*** Block opens ***

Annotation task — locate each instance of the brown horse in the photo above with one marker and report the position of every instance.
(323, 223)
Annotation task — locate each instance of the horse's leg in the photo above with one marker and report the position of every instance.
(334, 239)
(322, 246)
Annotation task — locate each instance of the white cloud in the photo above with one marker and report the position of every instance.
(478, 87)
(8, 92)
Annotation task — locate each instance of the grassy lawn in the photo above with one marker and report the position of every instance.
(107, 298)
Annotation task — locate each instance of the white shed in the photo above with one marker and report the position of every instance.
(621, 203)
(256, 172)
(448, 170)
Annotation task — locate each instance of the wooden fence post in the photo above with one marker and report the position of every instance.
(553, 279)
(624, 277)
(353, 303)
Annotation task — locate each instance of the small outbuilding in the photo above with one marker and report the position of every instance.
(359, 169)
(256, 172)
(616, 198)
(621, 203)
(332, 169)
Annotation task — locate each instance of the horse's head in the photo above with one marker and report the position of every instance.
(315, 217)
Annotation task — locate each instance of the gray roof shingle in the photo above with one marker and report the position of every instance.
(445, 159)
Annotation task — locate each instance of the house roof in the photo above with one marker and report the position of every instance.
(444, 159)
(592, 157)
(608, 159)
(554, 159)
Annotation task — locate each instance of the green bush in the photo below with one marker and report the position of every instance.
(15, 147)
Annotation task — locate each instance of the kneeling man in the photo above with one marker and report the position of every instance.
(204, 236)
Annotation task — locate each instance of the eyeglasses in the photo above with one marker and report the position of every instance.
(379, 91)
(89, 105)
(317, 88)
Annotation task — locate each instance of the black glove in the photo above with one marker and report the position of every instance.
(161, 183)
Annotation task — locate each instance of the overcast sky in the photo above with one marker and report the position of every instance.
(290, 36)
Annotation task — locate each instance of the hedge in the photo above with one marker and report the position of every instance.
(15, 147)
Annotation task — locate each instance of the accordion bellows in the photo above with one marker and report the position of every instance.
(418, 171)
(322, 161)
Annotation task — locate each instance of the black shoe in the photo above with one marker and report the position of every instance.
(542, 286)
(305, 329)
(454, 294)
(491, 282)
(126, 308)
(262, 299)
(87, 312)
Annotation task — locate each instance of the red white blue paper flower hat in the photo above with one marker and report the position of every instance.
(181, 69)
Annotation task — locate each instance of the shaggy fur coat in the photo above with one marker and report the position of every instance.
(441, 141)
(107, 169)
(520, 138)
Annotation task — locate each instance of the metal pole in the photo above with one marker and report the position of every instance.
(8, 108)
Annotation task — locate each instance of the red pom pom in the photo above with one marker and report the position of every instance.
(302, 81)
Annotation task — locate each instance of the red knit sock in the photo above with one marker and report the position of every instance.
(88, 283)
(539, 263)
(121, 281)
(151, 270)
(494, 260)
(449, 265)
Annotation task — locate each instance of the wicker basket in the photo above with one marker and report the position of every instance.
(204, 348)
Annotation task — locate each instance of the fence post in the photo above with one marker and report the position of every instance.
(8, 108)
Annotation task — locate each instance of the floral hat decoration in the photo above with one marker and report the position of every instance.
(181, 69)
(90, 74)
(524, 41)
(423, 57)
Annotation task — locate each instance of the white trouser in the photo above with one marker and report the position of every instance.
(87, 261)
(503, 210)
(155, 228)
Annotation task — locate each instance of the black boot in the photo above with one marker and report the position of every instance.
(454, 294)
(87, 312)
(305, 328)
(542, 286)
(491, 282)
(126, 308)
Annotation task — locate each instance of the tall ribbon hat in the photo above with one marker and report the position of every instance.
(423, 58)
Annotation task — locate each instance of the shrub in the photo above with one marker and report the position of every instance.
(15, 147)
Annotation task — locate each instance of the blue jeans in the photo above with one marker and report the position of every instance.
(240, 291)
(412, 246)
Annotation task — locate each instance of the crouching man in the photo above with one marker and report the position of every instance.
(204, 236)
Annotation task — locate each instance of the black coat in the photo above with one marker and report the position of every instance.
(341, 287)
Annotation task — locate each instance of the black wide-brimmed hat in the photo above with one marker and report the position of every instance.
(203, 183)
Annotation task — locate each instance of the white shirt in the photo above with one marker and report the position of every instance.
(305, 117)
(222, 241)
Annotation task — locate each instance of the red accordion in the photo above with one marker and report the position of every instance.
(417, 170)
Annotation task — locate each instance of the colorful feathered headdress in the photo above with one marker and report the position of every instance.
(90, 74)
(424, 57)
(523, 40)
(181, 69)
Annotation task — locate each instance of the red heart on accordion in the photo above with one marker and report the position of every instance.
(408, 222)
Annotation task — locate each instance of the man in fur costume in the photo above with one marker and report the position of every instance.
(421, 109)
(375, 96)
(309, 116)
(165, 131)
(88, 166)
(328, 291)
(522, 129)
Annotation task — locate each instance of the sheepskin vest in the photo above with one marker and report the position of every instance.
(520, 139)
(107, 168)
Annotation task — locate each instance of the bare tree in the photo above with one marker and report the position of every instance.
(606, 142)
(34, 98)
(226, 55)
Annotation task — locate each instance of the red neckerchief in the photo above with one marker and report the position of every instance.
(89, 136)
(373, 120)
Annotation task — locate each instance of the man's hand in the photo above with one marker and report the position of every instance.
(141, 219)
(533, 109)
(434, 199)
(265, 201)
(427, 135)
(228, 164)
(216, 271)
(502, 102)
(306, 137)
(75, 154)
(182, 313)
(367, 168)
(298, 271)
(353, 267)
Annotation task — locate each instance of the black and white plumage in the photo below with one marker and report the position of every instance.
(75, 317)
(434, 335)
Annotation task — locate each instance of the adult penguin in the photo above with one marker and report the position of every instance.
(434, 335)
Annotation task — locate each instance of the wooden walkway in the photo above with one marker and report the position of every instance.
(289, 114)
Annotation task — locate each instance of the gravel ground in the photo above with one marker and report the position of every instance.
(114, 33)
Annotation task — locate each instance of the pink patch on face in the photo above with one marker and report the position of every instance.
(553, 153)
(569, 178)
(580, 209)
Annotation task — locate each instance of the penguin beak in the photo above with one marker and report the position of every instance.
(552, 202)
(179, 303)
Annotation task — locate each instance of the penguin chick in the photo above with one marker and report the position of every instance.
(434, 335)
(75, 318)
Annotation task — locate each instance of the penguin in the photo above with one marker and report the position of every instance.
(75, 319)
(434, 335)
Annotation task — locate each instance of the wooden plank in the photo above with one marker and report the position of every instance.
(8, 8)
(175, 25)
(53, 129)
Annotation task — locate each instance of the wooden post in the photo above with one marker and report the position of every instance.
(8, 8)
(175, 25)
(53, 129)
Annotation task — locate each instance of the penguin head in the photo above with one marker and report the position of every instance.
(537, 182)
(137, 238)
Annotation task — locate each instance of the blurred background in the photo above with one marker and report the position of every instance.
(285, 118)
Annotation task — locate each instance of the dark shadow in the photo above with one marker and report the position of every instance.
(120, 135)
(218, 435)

*** Block closes ***

- _What is needed_
Please copy the material exactly, line for line.

- _Solution below_
Annotation task — locate each instance of the brown horse in the photo above with one marker and report the position of every instance.
(323, 223)
Annotation task — locate each instance of the horse's leg in the photo above with one marker and report the position of every instance.
(334, 239)
(322, 246)
Annotation task — locate each instance of the white cloud in the photo above with one marker and report the position of every instance.
(478, 87)
(8, 92)
Annotation task — locate each instance of the grassy lawn in the photo above with one marker and report the position of every instance.
(107, 298)
Annotation task — locate each instance of the white shed in the photo above with one marker and report the position of every instance.
(621, 203)
(256, 172)
(448, 170)
Annotation task — locate each instance of the wooden fence post in the photo above with one marker and report the position of every instance.
(553, 279)
(624, 277)
(353, 303)
Annotation task — locate each instance of the small outbuilding in the photo above with one marker and report the position of every instance.
(359, 169)
(256, 172)
(616, 198)
(621, 203)
(332, 169)
Annotation task — locate each instance of the horse's head in the photo above with one marker and report the position of every instance.
(315, 217)
Annotation task — locate each instance of the gray roof shingle in the photo above with one marker and report the position of every instance.
(445, 159)
Annotation task — locate each instance of the house roof in the photo above with one marker and report the position of every instance.
(444, 159)
(592, 157)
(608, 159)
(554, 159)
Annotation task — locate each instance of the green bush in the photo below with one marker and report the position of every instance.
(15, 147)
Annotation task — locate each instance of the kneeling man in the photo above with one marker and report the position of every instance.
(204, 236)
Annotation task — locate each instance of the eyeglasses in the photo above with one marker and report the position of every instance.
(379, 91)
(89, 105)
(317, 88)
Annotation task — locate each instance of the black glove in the photo above with one marker and report the position of every instance.
(161, 183)
Annotation task — locate each instance of the overcast sky in the photo above with one marker and report the position of every instance.
(290, 36)
Annotation task — locate each instance of the hedge in the photo above with one marker and report the position of every instance.
(15, 147)
Annotation task — locate each instance of the accordion bellows in the photo above with one marker and report the position of every instance.
(418, 171)
(322, 161)
Annotation task — locate each instance of the black shoe in the photo above with one marker and report the position of every instance.
(542, 286)
(305, 329)
(454, 294)
(491, 282)
(126, 308)
(262, 299)
(87, 312)
Annotation task — locate each instance of the red white blue paper flower hat in the photo above with one marker and report the position of every instance.
(181, 69)
Annotation task — locate each instance of the shaggy fur coat in the photo above with one marker and report the position of every instance.
(441, 141)
(107, 169)
(520, 138)
Annotation task — locate each instance of the metal pole in the photo above with one marker and report the position of every instance.
(8, 108)
Annotation task — locate each instance of the red pom pom in the photo above with one marker and report the position of every instance.
(302, 81)
Annotation task — locate each instance of the red knit sock in the photo above with one marker and report the position of every instance.
(88, 283)
(539, 263)
(121, 281)
(151, 270)
(494, 260)
(449, 265)
Annotation task — locate each instance of the wicker basket in the photo above with one marker and report the position of every instance.
(204, 348)
Annotation task — locate each instance of the fence post in the photo above with one marker and report the position of every instance.
(8, 108)
Annotation task — locate each instance of the floral hat decoration in the photo above with one marker and report the position of every instance.
(181, 69)
(90, 74)
(524, 41)
(423, 57)
Annotation task — locate each instance of the white trouser in the photo above with one marker and report the position of every instance.
(87, 261)
(503, 210)
(155, 228)
Annotation task — locate each instance of the black boot in the photo above with one marker and report the position of every instance.
(454, 294)
(87, 312)
(305, 328)
(542, 286)
(491, 282)
(126, 308)
Annotation task — locate each instance of the tall ribbon hat in the photo above with one marker and report the position of every instance.
(423, 58)
Annotation task — locate each instance of the shrub in the photo above with one marker and report the position of every instance.
(15, 147)
Annotation task — locate each instance of the blue jeans in the photo above with one marker and report the position of every instance.
(240, 291)
(412, 246)
Annotation task — locate each instance of the crouching man in the photo above with one marker and report the position of every instance.
(204, 236)
Annotation task — locate each instance of the black coat in the photo above with one marker and report the position of every instance.
(341, 287)
Annotation task — locate each instance of the black wide-brimmed hat in the photo above with one marker and report the position of every instance.
(203, 183)
Annotation task — locate each instance of the white shirt in the photo above with one marker and report the position of every instance.
(305, 117)
(222, 241)
Annotation task — locate each instance of the red accordion in the photo above with one marker and report the position of every instance.
(417, 170)
Annotation task — locate each instance of the colorful feathered headdress in the photo above with one marker and report the position of every instance.
(90, 74)
(424, 57)
(523, 40)
(181, 69)
Annotation task — locate each instance of the red heart on accordion in the photo above with one marker and report the position of every instance.
(408, 222)
Annotation task — locate each instance of the man in fur costume in the photo above with one marker and report the position of every instance.
(421, 109)
(375, 96)
(309, 116)
(165, 131)
(88, 166)
(328, 291)
(522, 129)
Annotation task — locate each instance of the sheepskin vest in the photo above with one marker and report the position of every instance.
(520, 139)
(107, 168)
Annotation task — locate each instance of the bare tree in the photo above with one marker and report the position of every instance.
(606, 142)
(34, 98)
(226, 55)
Annotation task — locate each instance of the red neckerchief in the photo above with one marker and report the position of every instance.
(89, 136)
(373, 120)
Annotation task — locate each instance of the man's hand in the photo above with one marker and report the position of every instance.
(141, 219)
(533, 109)
(434, 199)
(265, 201)
(427, 135)
(228, 164)
(216, 271)
(502, 102)
(306, 137)
(75, 154)
(182, 313)
(367, 168)
(298, 271)
(353, 267)
Annotation task — locate each instance of the black and white plumage in the photo below with one marker and report the position of every instance.
(75, 317)
(434, 335)
Annotation task — locate each instance of the adult penguin in the photo above with one marker and report the position of every instance.
(434, 335)
Annotation task — locate each instance of the wooden walkway in the photo above with one marker and report the position of every instance.
(289, 114)
Annotation task — locate each instance of the gravel ground in the photo above with one marker and report the position of every instance.
(114, 33)
Annotation task — locate each instance of the pink patch on face in the photo above with one marker and report the position of every instance.
(553, 153)
(569, 178)
(580, 209)
Annotation task — locate each instance of the penguin beak in the photo above with one marker and report the position of every instance.
(552, 202)
(179, 303)
Annotation task — locate each instance of the penguin chick in the photo above with one marker and report the position of every instance.
(434, 335)
(75, 318)
Annotation task — locate each instance of the penguin in the photo above with one marker and report the position of every instance.
(75, 319)
(434, 335)
Annotation task — locate each instance of the wooden plank in the photo above with one marker and report the position of every instance.
(8, 8)
(175, 25)
(53, 129)
Annotation task — locate each instance of the wooden post in the photo above with one marker and report the position of every instance.
(8, 8)
(175, 25)
(53, 129)
Annotation task — locate each instance of the penguin head in the photo above with one marker and report the position of every instance.
(537, 182)
(137, 238)
Annotation task — locate each instance of the blurred background in the photo above with one marker and report the position of every instance.
(285, 118)
Annotation task — locate each instance of the dark shadow in the photo above with one marker and report the position of every instance.
(120, 135)
(218, 435)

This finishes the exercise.